Exercise aim:
After finding the line containing "Return boxes for bottle mouth." below, please output that line and each following one through the line containing "Return boxes for dark shadow area in pan.", exactly as written.

Input data:
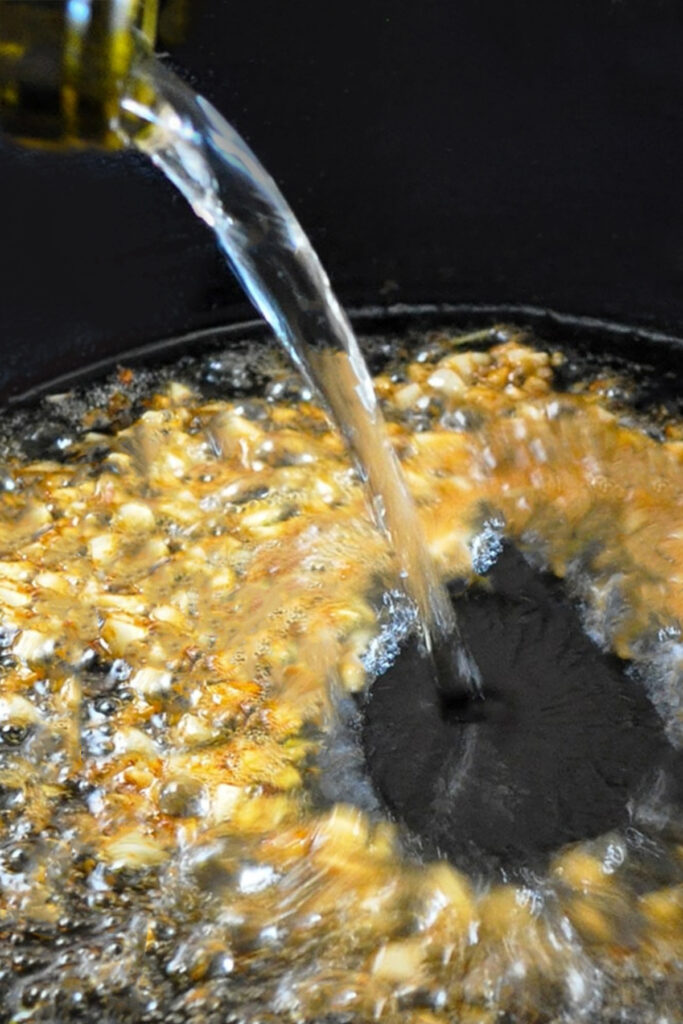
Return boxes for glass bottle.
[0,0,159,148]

...

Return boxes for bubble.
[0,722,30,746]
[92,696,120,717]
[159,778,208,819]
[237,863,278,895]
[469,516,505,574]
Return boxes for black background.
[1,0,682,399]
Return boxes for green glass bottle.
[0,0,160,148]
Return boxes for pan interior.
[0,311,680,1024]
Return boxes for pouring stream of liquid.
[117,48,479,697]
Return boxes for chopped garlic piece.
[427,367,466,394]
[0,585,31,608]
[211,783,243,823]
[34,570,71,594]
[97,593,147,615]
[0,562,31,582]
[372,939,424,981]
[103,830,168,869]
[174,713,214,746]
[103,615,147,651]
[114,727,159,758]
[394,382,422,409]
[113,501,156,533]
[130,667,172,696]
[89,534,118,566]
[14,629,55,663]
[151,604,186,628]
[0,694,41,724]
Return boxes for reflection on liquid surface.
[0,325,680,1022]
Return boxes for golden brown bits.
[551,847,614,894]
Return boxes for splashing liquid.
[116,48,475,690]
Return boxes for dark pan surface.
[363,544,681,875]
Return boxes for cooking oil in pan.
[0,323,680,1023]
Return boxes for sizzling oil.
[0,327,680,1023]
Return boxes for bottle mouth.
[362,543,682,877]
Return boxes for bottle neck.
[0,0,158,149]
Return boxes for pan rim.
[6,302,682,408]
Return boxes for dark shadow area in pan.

* * *

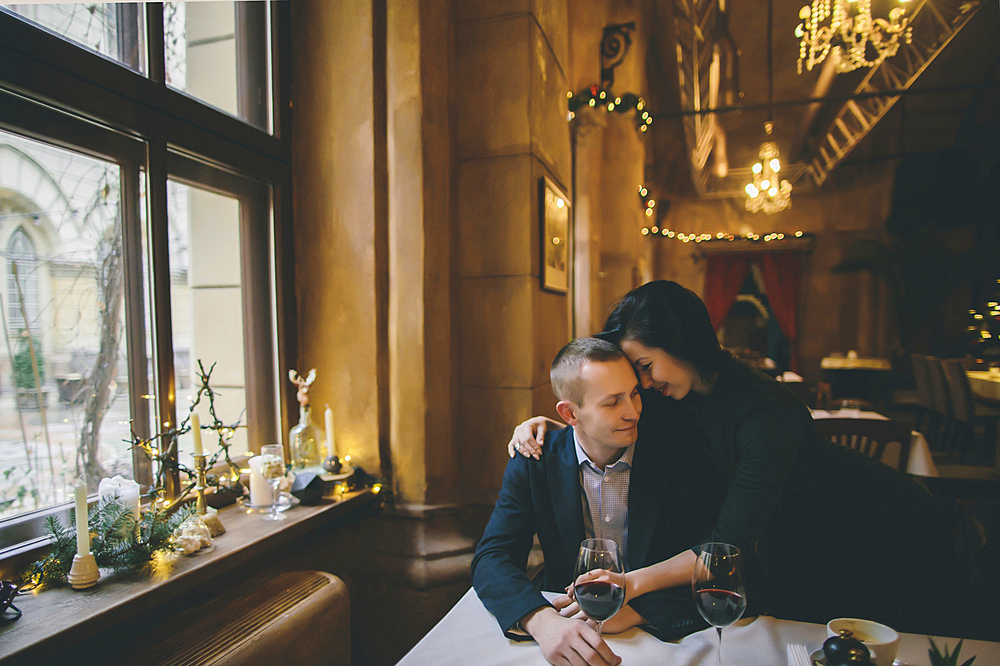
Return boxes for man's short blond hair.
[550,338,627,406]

Result of the task:
Return boxes for bottle mouth.
[362,543,682,877]
Return boxes for bottle neck.
[0,0,158,149]
Return boxes for pan rim.
[6,302,682,408]
Return boxes for dark shadow area in pan.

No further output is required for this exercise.